Please reproduce the records below character for character, with no changes.

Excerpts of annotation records
## Start

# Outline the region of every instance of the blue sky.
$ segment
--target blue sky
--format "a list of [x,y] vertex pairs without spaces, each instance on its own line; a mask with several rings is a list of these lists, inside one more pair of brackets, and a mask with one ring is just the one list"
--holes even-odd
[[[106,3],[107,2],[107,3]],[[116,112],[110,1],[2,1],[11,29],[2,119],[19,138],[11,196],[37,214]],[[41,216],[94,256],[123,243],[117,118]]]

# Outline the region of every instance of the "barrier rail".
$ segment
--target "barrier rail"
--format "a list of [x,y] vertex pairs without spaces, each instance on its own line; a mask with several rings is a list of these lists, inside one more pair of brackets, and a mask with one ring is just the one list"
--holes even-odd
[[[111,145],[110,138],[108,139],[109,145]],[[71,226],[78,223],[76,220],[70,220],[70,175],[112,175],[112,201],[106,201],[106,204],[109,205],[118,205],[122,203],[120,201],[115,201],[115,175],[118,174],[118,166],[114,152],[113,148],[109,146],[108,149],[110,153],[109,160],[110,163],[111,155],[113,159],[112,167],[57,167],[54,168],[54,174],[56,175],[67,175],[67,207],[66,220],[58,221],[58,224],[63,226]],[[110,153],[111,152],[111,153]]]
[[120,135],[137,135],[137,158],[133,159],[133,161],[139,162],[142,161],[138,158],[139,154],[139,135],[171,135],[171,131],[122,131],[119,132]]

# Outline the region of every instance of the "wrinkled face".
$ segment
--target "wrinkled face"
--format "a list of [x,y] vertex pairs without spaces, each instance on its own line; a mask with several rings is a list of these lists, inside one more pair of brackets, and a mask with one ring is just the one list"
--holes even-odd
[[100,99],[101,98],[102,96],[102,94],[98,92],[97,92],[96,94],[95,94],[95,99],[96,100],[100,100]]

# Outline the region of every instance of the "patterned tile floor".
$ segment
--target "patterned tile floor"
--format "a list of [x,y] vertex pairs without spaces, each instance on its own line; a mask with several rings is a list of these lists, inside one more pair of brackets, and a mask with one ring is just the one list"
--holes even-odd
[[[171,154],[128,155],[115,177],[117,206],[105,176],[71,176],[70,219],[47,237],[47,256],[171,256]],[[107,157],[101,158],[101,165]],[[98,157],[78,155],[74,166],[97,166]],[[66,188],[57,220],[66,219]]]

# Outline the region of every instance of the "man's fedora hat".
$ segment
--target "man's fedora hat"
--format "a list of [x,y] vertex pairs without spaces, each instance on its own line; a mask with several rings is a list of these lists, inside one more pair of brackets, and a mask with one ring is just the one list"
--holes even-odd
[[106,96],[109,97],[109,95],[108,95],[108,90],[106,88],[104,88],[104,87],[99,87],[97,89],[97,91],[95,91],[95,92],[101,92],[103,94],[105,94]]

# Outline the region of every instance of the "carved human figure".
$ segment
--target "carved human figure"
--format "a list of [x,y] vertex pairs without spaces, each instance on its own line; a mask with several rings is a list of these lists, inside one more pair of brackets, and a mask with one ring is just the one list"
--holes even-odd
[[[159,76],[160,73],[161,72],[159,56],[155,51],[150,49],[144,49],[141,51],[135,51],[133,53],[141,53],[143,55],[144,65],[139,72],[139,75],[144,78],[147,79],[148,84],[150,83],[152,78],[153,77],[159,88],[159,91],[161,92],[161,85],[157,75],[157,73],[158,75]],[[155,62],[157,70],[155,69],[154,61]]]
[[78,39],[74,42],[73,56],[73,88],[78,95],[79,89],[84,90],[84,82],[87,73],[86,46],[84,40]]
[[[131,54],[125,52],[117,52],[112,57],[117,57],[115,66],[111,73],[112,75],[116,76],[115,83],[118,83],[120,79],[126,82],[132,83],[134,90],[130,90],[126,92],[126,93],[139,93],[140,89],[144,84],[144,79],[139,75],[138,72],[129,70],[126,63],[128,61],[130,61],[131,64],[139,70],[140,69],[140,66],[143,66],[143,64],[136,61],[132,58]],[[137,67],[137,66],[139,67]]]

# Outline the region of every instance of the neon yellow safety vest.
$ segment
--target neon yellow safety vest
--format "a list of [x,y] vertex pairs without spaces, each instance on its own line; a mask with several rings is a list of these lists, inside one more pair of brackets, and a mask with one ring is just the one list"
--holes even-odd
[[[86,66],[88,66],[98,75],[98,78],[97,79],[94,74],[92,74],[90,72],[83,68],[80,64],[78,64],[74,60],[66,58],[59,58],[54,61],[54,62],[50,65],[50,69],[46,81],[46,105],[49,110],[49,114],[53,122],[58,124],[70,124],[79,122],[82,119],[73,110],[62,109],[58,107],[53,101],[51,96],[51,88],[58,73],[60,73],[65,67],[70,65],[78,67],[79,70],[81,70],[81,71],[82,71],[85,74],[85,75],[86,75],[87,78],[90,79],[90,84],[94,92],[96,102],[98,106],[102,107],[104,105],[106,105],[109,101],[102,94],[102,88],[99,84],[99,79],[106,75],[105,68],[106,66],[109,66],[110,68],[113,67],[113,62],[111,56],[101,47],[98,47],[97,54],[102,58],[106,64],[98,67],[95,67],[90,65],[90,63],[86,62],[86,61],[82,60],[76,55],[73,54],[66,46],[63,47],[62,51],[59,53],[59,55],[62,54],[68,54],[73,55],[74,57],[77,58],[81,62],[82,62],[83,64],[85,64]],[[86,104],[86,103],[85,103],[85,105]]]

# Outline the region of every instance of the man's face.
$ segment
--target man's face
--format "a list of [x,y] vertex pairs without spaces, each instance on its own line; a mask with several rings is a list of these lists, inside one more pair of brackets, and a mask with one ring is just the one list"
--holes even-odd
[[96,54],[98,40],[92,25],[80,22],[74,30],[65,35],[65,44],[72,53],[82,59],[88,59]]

## End

**FINAL RESULT**.
# Outline the region of every instance of the blue sky.
$ segment
--target blue sky
--format "a list of [x,y] vertex pairs without spaces, each instance on its own line; a mask with several rings is a list of these lists, inside one more pair of brackets, and a mask with one ring is just the one list"
--holes even-odd
[[[106,3],[107,2],[107,3]],[[116,112],[110,1],[2,1],[11,29],[2,119],[19,138],[11,196],[37,214]],[[41,216],[94,256],[123,243],[117,118]]]

# Outline the region of every instance of the "barrier rail".
$ segment
--target "barrier rail"
--format "a list of [x,y] vertex pairs without spaces, each instance on its own line; a mask with several rings is a list of these lists, inside one more pair of brackets, and a mask with one ring is just the one list"
--holes even-odd
[[[111,145],[110,138],[108,139],[109,145]],[[71,226],[78,223],[76,220],[70,220],[70,175],[112,175],[112,201],[106,201],[106,204],[109,205],[118,205],[122,203],[120,201],[115,201],[115,175],[118,174],[118,166],[114,152],[113,148],[109,146],[108,149],[110,153],[109,160],[110,163],[111,155],[113,159],[112,167],[57,167],[54,168],[54,174],[56,175],[67,175],[67,207],[66,220],[58,221],[58,224],[63,226]],[[110,153],[111,152],[111,153]]]
[[120,135],[137,135],[137,158],[133,159],[133,161],[139,162],[142,161],[138,158],[139,154],[139,135],[171,135],[171,131],[122,131],[119,132]]

# Outline the region of every instance of the "wrinkled face".
$ segment
--target "wrinkled face"
--format "a list of [x,y] vertex pairs without spaces, each instance on its own line; a mask with several rings is a list of these lists, inside one more pair of brackets, and a mask with one ring is just the one list"
--holes even-odd
[[100,99],[101,98],[102,96],[102,94],[98,92],[97,92],[96,94],[95,94],[95,99],[96,100],[100,100]]

# Outline the region of every instance of the "patterned tile floor".
$ segment
--target "patterned tile floor"
--format "a list of [x,y] vertex pairs without spaces, each instance on its own line; a mask with several rings is a list of these lists, inside one more pair of brackets, and a mask with one ring is just the one list"
--holes even-odd
[[[171,154],[128,155],[115,177],[117,206],[105,176],[71,176],[70,219],[47,237],[47,256],[171,256]],[[107,157],[101,158],[101,165]],[[98,157],[78,155],[74,166],[97,166]],[[66,188],[57,220],[66,219]]]

# Outline the region of every instance of the "man's fedora hat".
$ segment
--target "man's fedora hat"
--format "a list of [x,y] vertex pairs without spaces, each instance on its own line; a mask with several rings is a list of these lists, inside one more pair of brackets, and a mask with one ring is just the one list"
--holes even-odd
[[106,96],[109,97],[109,95],[108,95],[108,90],[106,88],[104,88],[104,87],[99,87],[97,89],[97,91],[95,91],[95,92],[101,92],[103,94],[105,94]]

# Outline the region of every instance of the "carved human figure".
$ segment
--target "carved human figure"
--format "a list of [x,y] vertex pairs without spaces, each instance on its own line; a mask with several rings is a list of these lists, inside one more pair of brackets, and a mask with one ring is just the one list"
--holes even-odd
[[[159,76],[160,73],[161,72],[159,56],[155,51],[150,49],[144,49],[141,51],[135,51],[133,53],[141,53],[143,55],[144,65],[139,72],[139,75],[144,78],[147,79],[148,84],[150,83],[152,78],[153,77],[159,88],[159,91],[161,92],[161,85],[157,75],[157,73],[158,75]],[[155,62],[157,70],[155,69],[154,61]]]
[[78,39],[74,42],[73,56],[73,88],[78,95],[79,89],[84,90],[84,82],[87,73],[86,46],[84,40]]
[[[131,54],[125,52],[117,52],[112,57],[117,57],[115,66],[111,73],[112,75],[116,76],[115,83],[118,83],[120,79],[126,82],[132,83],[134,90],[130,90],[126,92],[126,93],[139,93],[140,89],[144,84],[144,79],[139,75],[138,72],[129,70],[126,63],[128,61],[130,61],[131,64],[139,70],[140,69],[140,66],[143,66],[143,64],[136,61],[132,58]],[[137,67],[137,66],[139,67]]]

# Outline the region of every instance of the neon yellow safety vest.
$ segment
--target neon yellow safety vest
--format "a list of [x,y] vertex pairs without spaces, each instance on its own line; a mask with several rings is a list of these lists, inside one more pair of brackets, and a mask with one ring is just the one list"
--holes even-odd
[[[86,66],[88,66],[98,75],[98,78],[97,79],[94,74],[92,74],[90,72],[83,68],[80,64],[78,64],[74,60],[66,58],[59,58],[54,61],[54,62],[50,65],[50,69],[46,81],[46,105],[49,110],[49,114],[53,122],[58,124],[70,124],[79,122],[82,119],[73,110],[62,109],[58,107],[53,101],[51,96],[51,88],[58,73],[60,73],[65,67],[70,65],[78,67],[79,70],[81,70],[81,71],[82,71],[85,74],[85,75],[86,75],[87,78],[90,79],[90,84],[94,92],[96,102],[98,106],[102,107],[104,105],[106,105],[109,101],[102,94],[102,88],[99,84],[99,79],[106,75],[105,68],[106,66],[109,66],[110,68],[113,67],[113,62],[111,56],[101,47],[98,47],[97,54],[102,58],[106,64],[98,67],[95,67],[90,65],[90,63],[86,62],[86,61],[82,60],[76,55],[73,54],[66,46],[63,47],[62,51],[59,53],[59,55],[62,54],[68,54],[73,55],[74,57],[77,58],[81,62],[82,62],[83,64],[85,64]],[[86,104],[86,103],[85,103],[85,105]]]

# Outline the region of every instance of the man's face.
$ segment
--target man's face
--format "a list of [x,y] vertex pairs without spaces, each instance on its own line; a mask with several rings is a list of these lists, inside one more pair of brackets, and a mask with one ring is just the one list"
--holes even-odd
[[96,54],[98,40],[92,25],[80,22],[74,30],[65,35],[65,44],[72,53],[82,59],[88,59]]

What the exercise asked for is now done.